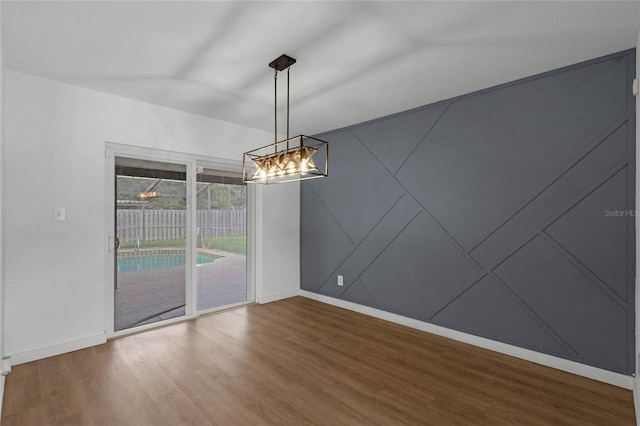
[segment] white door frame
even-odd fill
[[[105,247],[105,333],[107,338],[118,337],[130,333],[137,333],[149,328],[155,328],[159,325],[166,325],[173,322],[180,322],[184,319],[195,318],[198,316],[197,310],[197,280],[196,266],[193,261],[195,255],[195,241],[197,237],[196,209],[194,206],[196,197],[196,168],[203,166],[207,168],[216,168],[219,170],[238,171],[241,170],[242,162],[228,159],[221,159],[202,155],[193,155],[186,153],[178,153],[165,151],[154,148],[144,148],[131,145],[123,145],[114,142],[105,143],[105,235],[107,235],[107,247]],[[121,331],[114,330],[114,228],[115,228],[115,158],[125,157],[139,160],[162,161],[167,163],[185,165],[187,169],[187,205],[189,214],[187,215],[187,246],[186,246],[186,262],[190,267],[186,268],[186,285],[185,285],[185,316],[174,318],[171,320],[161,321],[154,324],[136,327]],[[247,301],[252,303],[255,301],[255,212],[256,205],[255,190],[252,185],[247,185]],[[239,305],[245,304],[240,303]],[[226,309],[227,306],[220,309]],[[209,313],[205,311],[203,313]]]

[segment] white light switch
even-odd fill
[[[65,222],[67,220],[67,210],[64,207],[55,207],[53,209],[53,221]]]

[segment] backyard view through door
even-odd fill
[[[184,164],[116,157],[115,177],[114,331],[184,316],[188,294],[197,295],[199,312],[247,301],[247,191],[239,173],[198,167],[195,206]],[[194,207],[197,237],[187,250]]]
[[[185,315],[187,181],[182,164],[122,157],[115,164],[120,331]]]
[[[214,256],[197,264],[198,311],[247,301],[247,186],[238,173],[199,168],[197,252]]]

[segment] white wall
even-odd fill
[[[9,70],[5,92],[5,349],[16,363],[104,340],[105,141],[240,159],[272,134]],[[274,193],[288,200],[265,195],[265,221],[297,224],[299,192]],[[66,222],[52,221],[54,207]],[[270,233],[258,252],[287,247],[277,256],[297,265],[293,231]],[[299,288],[297,275],[273,280],[266,260],[264,294]]]
[[[258,185],[257,198],[262,205],[259,244],[264,249],[257,259],[263,273],[256,277],[261,289],[256,301],[268,303],[300,290],[300,184]],[[291,203],[294,199],[298,202]]]
[[[0,22],[2,22],[0,8]],[[0,25],[0,356],[4,355],[4,55]],[[0,376],[0,415],[4,397],[5,377]]]
[[[640,7],[640,6],[639,6]],[[640,75],[640,31],[636,43],[636,78]],[[640,209],[640,96],[636,96],[636,209]],[[636,422],[640,424],[640,288],[638,287],[638,271],[640,271],[640,217],[636,216],[636,380],[633,388],[633,402],[636,408]]]

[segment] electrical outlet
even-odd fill
[[[56,207],[53,209],[53,221],[65,222],[67,220],[67,210],[64,207]]]

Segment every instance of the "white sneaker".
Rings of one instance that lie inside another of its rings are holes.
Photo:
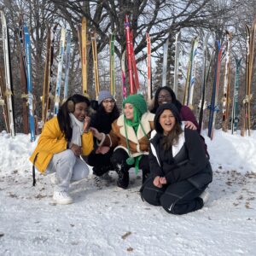
[[[205,204],[210,198],[210,193],[207,190],[205,190],[203,193],[201,193],[199,195],[199,197],[202,199],[202,201]]]
[[[73,199],[66,191],[55,191],[53,201],[59,205],[68,205],[73,203]]]
[[[53,175],[50,177],[50,183],[51,183],[53,185],[55,185],[55,184],[56,184],[57,179],[56,179],[55,173],[53,174]]]

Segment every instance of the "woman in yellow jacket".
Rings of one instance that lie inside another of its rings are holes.
[[[93,149],[93,136],[89,131],[88,98],[75,94],[60,108],[58,114],[46,122],[38,146],[30,160],[42,173],[55,172],[53,201],[58,204],[73,202],[68,195],[70,181],[84,178],[89,168],[80,155]],[[34,173],[33,173],[34,177]],[[35,184],[35,178],[34,178]]]

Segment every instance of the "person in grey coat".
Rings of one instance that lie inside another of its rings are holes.
[[[212,171],[196,131],[182,129],[178,110],[165,103],[156,111],[150,140],[150,174],[141,188],[149,204],[184,214],[203,207]]]

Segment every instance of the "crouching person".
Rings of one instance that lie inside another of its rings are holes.
[[[212,171],[198,132],[183,131],[172,103],[159,107],[154,125],[157,133],[150,140],[150,174],[141,189],[142,198],[172,214],[202,208]]]
[[[93,149],[93,136],[89,131],[87,108],[90,101],[73,95],[61,105],[58,114],[45,123],[38,145],[30,157],[33,166],[42,173],[55,172],[53,201],[70,204],[68,195],[71,181],[80,180],[89,174],[89,168],[80,155],[88,155]],[[33,166],[33,185],[35,173]]]

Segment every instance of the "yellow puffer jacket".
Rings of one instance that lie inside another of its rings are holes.
[[[57,117],[54,117],[45,123],[38,146],[30,157],[32,163],[35,161],[36,168],[44,172],[51,158],[55,154],[67,149],[67,141],[61,132]],[[93,135],[91,131],[82,136],[82,154],[88,155],[93,149]]]

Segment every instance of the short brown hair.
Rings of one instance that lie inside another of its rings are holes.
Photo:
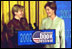
[[[15,13],[14,12],[18,12],[19,9],[21,8],[24,8],[23,6],[21,5],[18,5],[18,4],[15,4],[12,8],[12,13],[13,13],[13,16],[15,16]]]
[[[56,6],[55,2],[47,2],[47,4],[44,6],[44,8],[46,9],[47,6],[49,6],[51,9],[55,10],[55,14],[56,14],[57,6]]]

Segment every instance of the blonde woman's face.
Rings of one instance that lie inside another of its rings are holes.
[[[23,9],[19,9],[18,12],[16,12],[16,15],[17,15],[19,18],[22,18],[23,15],[24,15]]]
[[[52,14],[54,14],[54,10],[51,9],[50,7],[48,7],[48,6],[46,7],[45,10],[46,10],[46,13],[47,13],[48,16],[51,16]]]

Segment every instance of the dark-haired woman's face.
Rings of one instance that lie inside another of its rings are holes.
[[[46,13],[50,17],[51,15],[54,14],[54,10],[51,9],[49,6],[46,7]]]

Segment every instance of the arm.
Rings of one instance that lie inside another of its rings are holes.
[[[65,25],[64,25],[64,20],[61,22],[61,29],[60,29],[60,37],[61,37],[61,48],[65,48]]]

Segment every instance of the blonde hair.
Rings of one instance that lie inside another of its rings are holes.
[[[21,6],[21,5],[18,5],[18,4],[14,5],[13,8],[12,8],[12,14],[13,14],[13,16],[15,16],[14,12],[18,12],[18,10],[20,10],[20,9],[24,9],[24,7]]]

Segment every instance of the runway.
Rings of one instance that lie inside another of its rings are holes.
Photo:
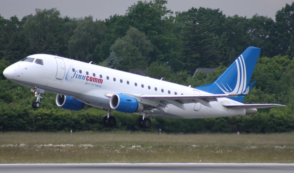
[[[294,164],[0,164],[1,173],[294,172]]]

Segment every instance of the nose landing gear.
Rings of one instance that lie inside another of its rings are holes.
[[[36,101],[33,101],[32,103],[32,107],[33,108],[39,108],[41,106],[41,104],[40,103],[40,99],[41,98],[43,98],[41,96],[41,93],[44,93],[45,91],[44,89],[36,88],[31,88],[31,91],[35,93],[35,96],[37,97]]]

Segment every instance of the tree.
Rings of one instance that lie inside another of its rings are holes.
[[[216,38],[203,21],[187,23],[182,31],[183,44],[183,61],[192,73],[197,67],[213,67],[218,65],[220,56],[216,50]]]
[[[69,41],[69,55],[86,62],[101,61],[98,53],[106,30],[104,22],[94,22],[91,16],[80,19]]]
[[[59,33],[62,22],[60,12],[56,8],[36,11],[34,15],[28,16],[23,26],[34,53],[58,55],[62,39]]]
[[[110,52],[110,55],[106,58],[102,63],[105,65],[106,67],[112,69],[116,69],[116,67],[119,64],[119,60],[116,55],[115,53],[113,50]]]
[[[120,58],[119,69],[126,71],[146,69],[152,50],[145,34],[134,28],[130,28],[125,36],[118,39],[111,49]]]
[[[289,43],[294,33],[294,2],[291,5],[286,4],[285,7],[277,12],[275,26],[277,39],[276,46],[278,51],[275,55],[285,55],[289,48]]]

**Problem requirements**. Repeat all the records above exactly, leaving out any pictures.

**In response**.
[segment] white door frame
even-odd fill
[[[105,247],[105,333],[107,338],[118,337],[130,333],[137,333],[149,328],[155,328],[159,325],[166,325],[173,322],[180,322],[184,319],[195,318],[198,316],[197,310],[197,280],[196,266],[193,261],[195,255],[195,241],[197,237],[196,209],[194,206],[196,197],[196,168],[203,166],[207,168],[216,168],[219,170],[238,171],[241,170],[242,162],[228,159],[221,159],[202,155],[193,155],[186,153],[178,153],[165,151],[154,148],[144,148],[131,145],[123,145],[114,142],[105,143],[105,235],[107,235],[107,247]],[[121,331],[114,330],[114,228],[115,228],[115,158],[125,157],[139,160],[162,161],[167,163],[185,165],[187,169],[187,205],[189,214],[187,215],[187,246],[186,246],[186,262],[190,267],[186,268],[186,285],[185,285],[185,316],[174,318],[171,320],[161,321],[154,324],[136,327]],[[247,301],[252,303],[255,301],[255,212],[256,205],[255,190],[252,185],[247,185]],[[239,305],[245,304],[240,303]],[[226,309],[227,306],[220,309]],[[209,313],[205,311],[203,313]]]

[segment] white light switch
even-odd fill
[[[65,222],[67,220],[67,210],[64,207],[55,207],[53,209],[53,221]]]

[segment] backyard view through door
even-odd fill
[[[184,164],[116,157],[115,177],[114,331],[184,316],[188,294],[197,295],[199,312],[247,301],[247,191],[239,173],[198,167],[195,206]],[[194,207],[197,237],[187,250]]]
[[[185,315],[187,181],[182,164],[122,157],[115,164],[120,331]]]
[[[214,256],[197,264],[198,311],[247,301],[247,186],[238,173],[199,168],[197,252]]]

[segment] white wall
even-odd fill
[[[9,70],[5,92],[5,349],[16,363],[104,340],[105,141],[240,159],[272,134]],[[274,193],[288,200],[265,195],[265,221],[297,224],[299,192]],[[66,222],[52,221],[54,207]],[[270,233],[258,252],[287,247],[277,256],[297,265],[293,231]],[[299,288],[297,275],[273,280],[266,260],[264,294]]]
[[[258,185],[257,198],[262,205],[259,244],[264,249],[257,259],[263,273],[256,277],[261,289],[256,301],[268,303],[300,290],[300,184]],[[291,203],[294,199],[298,202]]]
[[[0,22],[2,22],[0,8]],[[0,25],[0,356],[4,355],[4,55]],[[0,376],[0,415],[4,397],[5,377]]]
[[[640,7],[640,6],[639,6]],[[640,75],[640,31],[636,43],[636,78]],[[640,209],[640,96],[636,96],[636,209]],[[636,422],[640,424],[640,288],[638,287],[638,271],[640,271],[640,217],[636,216],[636,380],[633,388],[633,402],[636,408]]]

[segment] electrical outlet
even-odd fill
[[[56,207],[53,209],[53,221],[65,222],[67,220],[67,210],[64,207]]]

Segment every instance of the "white sneaker".
Rings of one instance that lie inside another of its rings are holes.
Photo:
[[[205,204],[210,198],[210,193],[207,190],[205,190],[203,193],[201,193],[199,195],[199,197],[202,199],[202,201]]]
[[[73,199],[66,191],[55,191],[53,201],[59,205],[68,205],[73,203]]]
[[[53,175],[50,177],[50,183],[51,183],[53,185],[55,185],[55,184],[56,184],[57,179],[56,179],[55,173],[53,174]]]

Segment every instance of the "woman in yellow jacket".
Rings of one instance that lie inside another of its rings are holes.
[[[93,149],[93,136],[89,131],[88,98],[75,94],[60,108],[58,114],[46,122],[38,146],[30,160],[42,173],[55,172],[53,201],[58,204],[73,202],[68,195],[70,181],[84,178],[89,168],[80,155]],[[34,173],[33,173],[34,177]],[[35,184],[35,178],[34,178]]]

Segment every instance of the "person in grey coat".
Rings of one instance that lie inside another of its rings are holes.
[[[212,171],[196,131],[182,129],[178,110],[165,103],[156,111],[150,140],[150,174],[141,188],[149,204],[184,214],[203,207]]]

Segment every instance of the "crouching person".
Rings of one instance that lie inside another of its rings are holes.
[[[212,171],[198,132],[183,131],[172,103],[159,107],[154,125],[157,133],[150,140],[150,174],[141,189],[142,198],[172,214],[202,208]]]
[[[93,149],[93,136],[89,131],[87,108],[90,101],[73,95],[61,105],[58,114],[45,123],[38,145],[30,157],[33,166],[42,173],[55,172],[53,201],[70,204],[68,195],[71,181],[80,180],[89,174],[89,168],[80,155],[88,155]],[[33,166],[33,185],[35,173]]]

Segment every instance of the "yellow puffer jacket".
Rings of one instance that lie inside another of its rings are holes.
[[[57,117],[54,117],[45,123],[38,146],[30,157],[32,163],[35,161],[36,168],[44,172],[51,158],[55,154],[67,149],[67,141],[61,132]],[[93,135],[91,131],[82,136],[82,154],[88,155],[93,149]]]

Segment every instance of the short brown hair.
Rings of one instance that lie inside another of its rings are holes.
Photo:
[[[15,13],[14,12],[18,12],[19,9],[21,8],[24,8],[23,6],[21,5],[18,5],[18,4],[15,4],[12,8],[12,13],[13,13],[13,16],[15,16]]]
[[[56,6],[55,2],[47,2],[47,4],[44,6],[44,8],[46,9],[47,6],[49,6],[51,9],[55,10],[55,14],[56,14],[57,6]]]

Segment every instance of the blonde woman's face.
Rings of one instance that lie inside another of its rings are holes.
[[[23,9],[19,9],[18,12],[16,12],[16,15],[17,15],[19,18],[22,18],[23,15],[24,15]]]
[[[52,14],[54,14],[54,10],[51,9],[50,7],[48,7],[48,6],[46,7],[45,10],[46,10],[46,13],[47,13],[48,16],[51,16]]]

Segment every instance of the dark-haired woman's face.
Rings of one instance that lie inside another of its rings are holes.
[[[46,13],[50,17],[51,15],[54,14],[54,10],[51,9],[49,6],[46,7]]]

Segment every instance of the arm.
Rings of one instance that lie inside another of its rings are holes.
[[[65,25],[64,25],[64,20],[61,22],[61,29],[60,29],[60,37],[61,37],[61,48],[65,48]]]

Segment every instance of the blonde hair.
Rings of one instance that lie inside another of its rings are holes.
[[[21,6],[21,5],[18,5],[18,4],[14,5],[13,8],[12,8],[12,14],[13,14],[13,16],[15,16],[14,12],[18,12],[18,10],[20,10],[20,9],[24,9],[24,7]]]

Segment every instance of the runway.
Rings of one instance that lie inside another of its rings are holes.
Photo:
[[[294,164],[0,164],[1,173],[294,172]]]

Segment every instance of the nose landing gear.
Rings of one instance that lie inside another of its rings are holes.
[[[36,101],[33,101],[32,103],[32,107],[33,108],[39,108],[41,106],[41,104],[40,103],[40,99],[41,98],[43,98],[41,96],[41,93],[44,93],[45,91],[44,89],[36,88],[31,88],[31,91],[35,93],[35,96],[37,97]]]

Segment every instance of the tree.
Rings of one instance that lie inside another of its rings are holes.
[[[216,38],[203,21],[187,23],[182,31],[183,44],[183,61],[192,73],[197,67],[213,67],[218,65],[220,56],[216,50]]]
[[[69,41],[69,55],[86,62],[101,61],[98,53],[106,30],[104,22],[94,22],[91,16],[80,19]]]
[[[59,33],[62,22],[60,12],[56,8],[36,11],[34,15],[28,16],[23,26],[34,53],[58,55],[62,39]]]
[[[110,52],[110,55],[106,58],[102,63],[105,65],[106,67],[112,69],[116,69],[116,67],[119,64],[119,60],[116,55],[115,53],[113,50]]]
[[[120,58],[119,69],[126,71],[146,69],[152,50],[145,34],[134,28],[130,28],[125,36],[118,39],[111,49]]]
[[[289,43],[294,33],[294,2],[291,5],[286,4],[285,7],[277,12],[275,26],[277,39],[276,46],[278,51],[275,55],[285,55],[289,48]]]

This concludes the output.